▶ Document text:
────────

Erasing and restoring our memories | INFJ Forum

Erasing and restoring our memories

Quiet

i know nothing
Dec 16, 2011
2,028
2,703
892
aus
MBTI
infj
Enneagram
1w9
Erasing and restoring our memories

Eric Niiler
Discovery News
Monday, 2 June 2014

from http://www.abc.net.au/science/articles/2014/06/02/4017055.htm


In recent years, researchers studying the brain have implanted false memories, caused patients to hallucinate while sleeping, and even tricked the brain into hearing sounds that don't exist.

Now, a team of neuroscientists has manipulated brain cells to both erase and then restore a memory, a finding that could help with treatment of brain diseases like Alzheimer's or PTSD.

"Technologically, it's a huge achievement," says Steve Ramirez, a graduate student in the department of brain and cognitive sciences at the Massachusetts Institute of Technology who was not part of the study, but has published work on creating memories.

"It renders that possibility (of manipulating memory) is no longer science fiction, but something you can tackle experimentally in the lab."

In a paper published in the journal Nature, a team at the University of California, San Diego created a memory in a rat and then erased it by stimulating the connections, or synapses, between nerve cells at different frequencies.

The first step was to create a memory. They did this by stimulating a group of nerves in the rat's brain (which equated to the sound of a tone) that had been genetically modified to respond to light, while shocking the animal's foot at the same time.

From the rat's perspective, the sound of the tone (done by stimulating the nerve cells) was equated with the fear of getting a mild shock.

Then the team weakened the connection between the brain cells, which had the effect of erasing that memory.
Manipulating memory

But in a twist, they were also able to recover the fear-pain memory by strengthening the synaptic connection by stimulating the synapse with a different frequency.

"We can form a memory, and then turn it off and turn it on by selectively turning on synapses," says Robert Malinow, professor of neurosciences and an author on the paper. "It puts together a number of things we have known and learned to produce this effect. It reinforces that synapses are important and can control memory."

Malinow says the finding could open the door to manipulating the creation of memories in humans as well. In PTSD, memories of certain traumatic events cause severe anxiety, depression and other problems in patients, while Alzheimer's disease causes us to lose our memories.

A post-doctoral student in Malinow's lab, Sadegh Nabavi, conducted the experiments and is the lead author on the Nature paper.

────────

▶ Information provided:

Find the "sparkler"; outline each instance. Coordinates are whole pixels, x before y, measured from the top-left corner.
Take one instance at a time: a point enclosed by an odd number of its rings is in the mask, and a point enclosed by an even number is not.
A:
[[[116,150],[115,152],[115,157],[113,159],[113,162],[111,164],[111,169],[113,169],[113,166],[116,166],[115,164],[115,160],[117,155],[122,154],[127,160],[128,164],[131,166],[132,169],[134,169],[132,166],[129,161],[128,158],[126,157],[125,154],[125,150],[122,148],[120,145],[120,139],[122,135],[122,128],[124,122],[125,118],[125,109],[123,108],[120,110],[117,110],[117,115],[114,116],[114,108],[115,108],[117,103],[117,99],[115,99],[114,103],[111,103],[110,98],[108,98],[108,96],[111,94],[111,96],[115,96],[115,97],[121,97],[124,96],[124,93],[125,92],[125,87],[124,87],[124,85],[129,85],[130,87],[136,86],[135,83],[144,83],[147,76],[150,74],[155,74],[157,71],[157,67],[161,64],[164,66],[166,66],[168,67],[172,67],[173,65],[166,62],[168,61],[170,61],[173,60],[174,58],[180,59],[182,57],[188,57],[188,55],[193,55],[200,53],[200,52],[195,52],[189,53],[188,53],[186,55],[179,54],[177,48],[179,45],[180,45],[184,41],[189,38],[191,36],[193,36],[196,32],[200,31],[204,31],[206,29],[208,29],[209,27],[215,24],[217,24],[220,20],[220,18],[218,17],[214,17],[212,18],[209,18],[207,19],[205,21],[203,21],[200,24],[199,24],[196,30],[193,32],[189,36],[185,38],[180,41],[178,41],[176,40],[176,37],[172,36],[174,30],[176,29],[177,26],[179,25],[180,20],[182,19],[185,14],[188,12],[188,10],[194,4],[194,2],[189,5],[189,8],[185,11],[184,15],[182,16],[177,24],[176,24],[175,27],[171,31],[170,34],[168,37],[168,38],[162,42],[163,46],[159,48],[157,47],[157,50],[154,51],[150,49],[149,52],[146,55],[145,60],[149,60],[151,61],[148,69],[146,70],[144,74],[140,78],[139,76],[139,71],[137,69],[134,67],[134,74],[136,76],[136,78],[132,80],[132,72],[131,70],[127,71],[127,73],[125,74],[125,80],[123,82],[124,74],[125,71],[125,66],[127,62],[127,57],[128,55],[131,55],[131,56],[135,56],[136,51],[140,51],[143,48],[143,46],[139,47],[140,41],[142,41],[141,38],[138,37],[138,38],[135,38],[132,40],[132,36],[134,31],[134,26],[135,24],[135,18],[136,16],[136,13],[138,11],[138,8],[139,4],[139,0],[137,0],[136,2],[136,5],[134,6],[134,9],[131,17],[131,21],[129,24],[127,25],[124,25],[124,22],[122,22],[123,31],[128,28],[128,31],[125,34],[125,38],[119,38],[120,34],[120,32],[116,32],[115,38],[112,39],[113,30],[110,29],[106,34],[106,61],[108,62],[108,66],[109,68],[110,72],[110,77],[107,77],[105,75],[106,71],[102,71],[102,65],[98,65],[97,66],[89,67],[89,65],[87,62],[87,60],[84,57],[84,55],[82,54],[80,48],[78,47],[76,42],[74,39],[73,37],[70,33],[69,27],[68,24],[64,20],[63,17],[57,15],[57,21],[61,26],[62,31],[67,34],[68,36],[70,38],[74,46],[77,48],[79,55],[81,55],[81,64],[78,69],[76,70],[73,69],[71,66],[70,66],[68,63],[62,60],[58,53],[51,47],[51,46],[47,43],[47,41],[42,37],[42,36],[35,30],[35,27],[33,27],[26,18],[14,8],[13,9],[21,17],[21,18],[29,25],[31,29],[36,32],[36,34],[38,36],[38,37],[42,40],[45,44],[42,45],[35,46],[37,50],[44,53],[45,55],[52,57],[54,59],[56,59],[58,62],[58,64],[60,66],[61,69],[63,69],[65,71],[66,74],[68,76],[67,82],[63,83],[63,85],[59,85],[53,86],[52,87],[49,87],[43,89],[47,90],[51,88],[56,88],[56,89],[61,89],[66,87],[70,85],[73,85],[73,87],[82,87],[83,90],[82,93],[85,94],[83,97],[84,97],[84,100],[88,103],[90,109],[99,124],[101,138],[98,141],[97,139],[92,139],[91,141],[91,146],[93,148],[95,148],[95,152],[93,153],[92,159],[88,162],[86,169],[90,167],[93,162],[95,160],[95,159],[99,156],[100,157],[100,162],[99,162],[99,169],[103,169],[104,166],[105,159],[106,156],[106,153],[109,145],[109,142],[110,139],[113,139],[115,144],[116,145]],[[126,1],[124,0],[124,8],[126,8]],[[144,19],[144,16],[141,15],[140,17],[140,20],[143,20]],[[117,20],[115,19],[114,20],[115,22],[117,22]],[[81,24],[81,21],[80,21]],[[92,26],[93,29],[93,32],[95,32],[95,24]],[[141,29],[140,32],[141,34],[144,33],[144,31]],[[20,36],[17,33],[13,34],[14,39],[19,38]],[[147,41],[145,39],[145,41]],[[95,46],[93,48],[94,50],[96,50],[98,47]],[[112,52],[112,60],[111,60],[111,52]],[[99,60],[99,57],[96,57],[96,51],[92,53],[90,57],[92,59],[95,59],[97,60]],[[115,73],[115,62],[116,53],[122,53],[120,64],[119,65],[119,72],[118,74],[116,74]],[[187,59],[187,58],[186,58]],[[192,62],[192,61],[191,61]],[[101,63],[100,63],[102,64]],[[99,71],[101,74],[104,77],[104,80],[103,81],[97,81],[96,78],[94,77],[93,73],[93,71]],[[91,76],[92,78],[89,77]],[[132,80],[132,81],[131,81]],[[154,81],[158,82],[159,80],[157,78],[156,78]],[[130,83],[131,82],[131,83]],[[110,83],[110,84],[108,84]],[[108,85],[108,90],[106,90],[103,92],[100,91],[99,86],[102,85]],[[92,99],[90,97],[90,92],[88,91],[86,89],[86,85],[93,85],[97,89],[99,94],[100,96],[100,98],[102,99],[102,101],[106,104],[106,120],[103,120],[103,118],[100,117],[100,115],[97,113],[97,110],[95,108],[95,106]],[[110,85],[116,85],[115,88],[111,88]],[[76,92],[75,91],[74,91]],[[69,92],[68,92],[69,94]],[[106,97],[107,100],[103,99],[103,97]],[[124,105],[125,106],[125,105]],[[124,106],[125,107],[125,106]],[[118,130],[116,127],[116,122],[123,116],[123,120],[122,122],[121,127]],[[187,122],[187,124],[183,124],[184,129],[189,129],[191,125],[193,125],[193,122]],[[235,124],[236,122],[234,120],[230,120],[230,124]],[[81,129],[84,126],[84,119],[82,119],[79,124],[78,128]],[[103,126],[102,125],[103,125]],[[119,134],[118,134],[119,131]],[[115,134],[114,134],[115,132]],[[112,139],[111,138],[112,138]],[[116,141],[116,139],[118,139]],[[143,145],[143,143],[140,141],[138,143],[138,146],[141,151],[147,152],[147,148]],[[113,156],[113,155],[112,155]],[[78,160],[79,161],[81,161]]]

────────

▶ Activities:
#1 Based on the memory article, is each statement true? Answer yes or no for each, and quote the words from the article that decide it. (a) The San Diego team created the memory in a mouse. (b) Steve Ramirez took part in the study. (c) Sadegh Nabavi is the lead author on the Nature paper.
#2 Render this sentence from the memory article in Spanish: "Then the team weakened the connection between the brain cells, which had the effect of erasing that memory."
#3 Extract the passage of the memory article that begins at the words "Eric Niiler" and stops after "Alzheimer's or PTSD.".

▶ Numbered responses:
#1
(a) No: "a team at the University of California, San Diego created a memory in a rat"
(b) No: "who was not part of the study"
(c) Yes: "Sadegh Nabavi, conducted the experiments and is the lead author on the Nature paper"

#2 Luego, el equipo debilitó la conexión entre las células cerebrales, lo que tuvo el efecto de borrar ese recuerdo.

#3
Eric Niiler
Discovery News
Monday, 2 June 2014

from http://www.abc.net.au/science/articles/2014/06/02/4017055.htm


In recent years, researchers studying the brain have implanted false memories, caused patients to hallucinate while sleeping, and even tricked the brain into hearing sounds that don't exist.

Now, a team of neuroscientists has manipulated brain cells to both erase and then restore a memory, a finding that could help with treatment of brain diseases like Alzheimer's or PTSD.